## BEGIN Given records
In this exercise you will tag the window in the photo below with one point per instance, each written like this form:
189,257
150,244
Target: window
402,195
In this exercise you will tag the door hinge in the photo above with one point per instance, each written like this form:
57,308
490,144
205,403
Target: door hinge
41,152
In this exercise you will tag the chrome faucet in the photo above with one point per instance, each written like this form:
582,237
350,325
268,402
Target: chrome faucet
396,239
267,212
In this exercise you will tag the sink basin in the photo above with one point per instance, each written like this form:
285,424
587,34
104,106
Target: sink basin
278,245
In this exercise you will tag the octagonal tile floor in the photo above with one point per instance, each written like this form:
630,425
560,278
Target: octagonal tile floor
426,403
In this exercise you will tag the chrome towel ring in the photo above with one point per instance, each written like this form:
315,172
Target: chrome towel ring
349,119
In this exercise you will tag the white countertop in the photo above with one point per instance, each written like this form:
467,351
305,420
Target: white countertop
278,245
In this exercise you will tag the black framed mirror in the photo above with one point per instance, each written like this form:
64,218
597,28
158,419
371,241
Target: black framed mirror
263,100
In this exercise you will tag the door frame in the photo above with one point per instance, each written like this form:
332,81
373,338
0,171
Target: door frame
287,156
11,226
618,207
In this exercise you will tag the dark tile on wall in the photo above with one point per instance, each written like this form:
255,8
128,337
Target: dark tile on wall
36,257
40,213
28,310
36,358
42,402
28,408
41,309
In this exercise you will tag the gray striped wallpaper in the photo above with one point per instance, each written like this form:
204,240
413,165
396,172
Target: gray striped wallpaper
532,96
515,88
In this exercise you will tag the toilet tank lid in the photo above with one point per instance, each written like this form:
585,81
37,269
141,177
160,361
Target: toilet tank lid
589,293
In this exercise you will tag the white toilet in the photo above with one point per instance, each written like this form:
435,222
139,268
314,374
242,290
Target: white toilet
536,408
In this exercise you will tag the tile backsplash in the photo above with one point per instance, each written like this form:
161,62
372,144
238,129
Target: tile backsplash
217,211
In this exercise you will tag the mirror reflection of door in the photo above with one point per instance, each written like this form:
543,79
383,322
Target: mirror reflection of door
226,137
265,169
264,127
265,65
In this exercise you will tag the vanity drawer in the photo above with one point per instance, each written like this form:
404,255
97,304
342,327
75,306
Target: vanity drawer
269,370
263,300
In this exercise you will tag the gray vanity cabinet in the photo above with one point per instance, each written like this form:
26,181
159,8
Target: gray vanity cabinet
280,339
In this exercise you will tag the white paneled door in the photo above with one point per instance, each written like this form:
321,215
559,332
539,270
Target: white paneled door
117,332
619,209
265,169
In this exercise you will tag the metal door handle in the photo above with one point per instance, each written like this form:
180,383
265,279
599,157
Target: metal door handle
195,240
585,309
## END Given records
Short task:
Repeat word for word the lines running from the line containing "In this exercise you will tag the gray vanity" to the end of the entries above, inclusive.

Exercise response:
In this exercise you will tag the gray vanity cabinet in the photo above with one point per instance, each written like this form:
26,181
159,8
Target: gray vanity cabinet
280,339
In this exercise you will tag the white paneled door in the photo above with one point per instance, each written like this form:
321,215
559,332
539,270
Target: white paneled door
117,332
619,209
265,169
In this exercise you will tag the metal door handle in the photo above with one point per instance, each written like this form:
180,383
265,279
599,157
Target: metal door handle
195,240
585,309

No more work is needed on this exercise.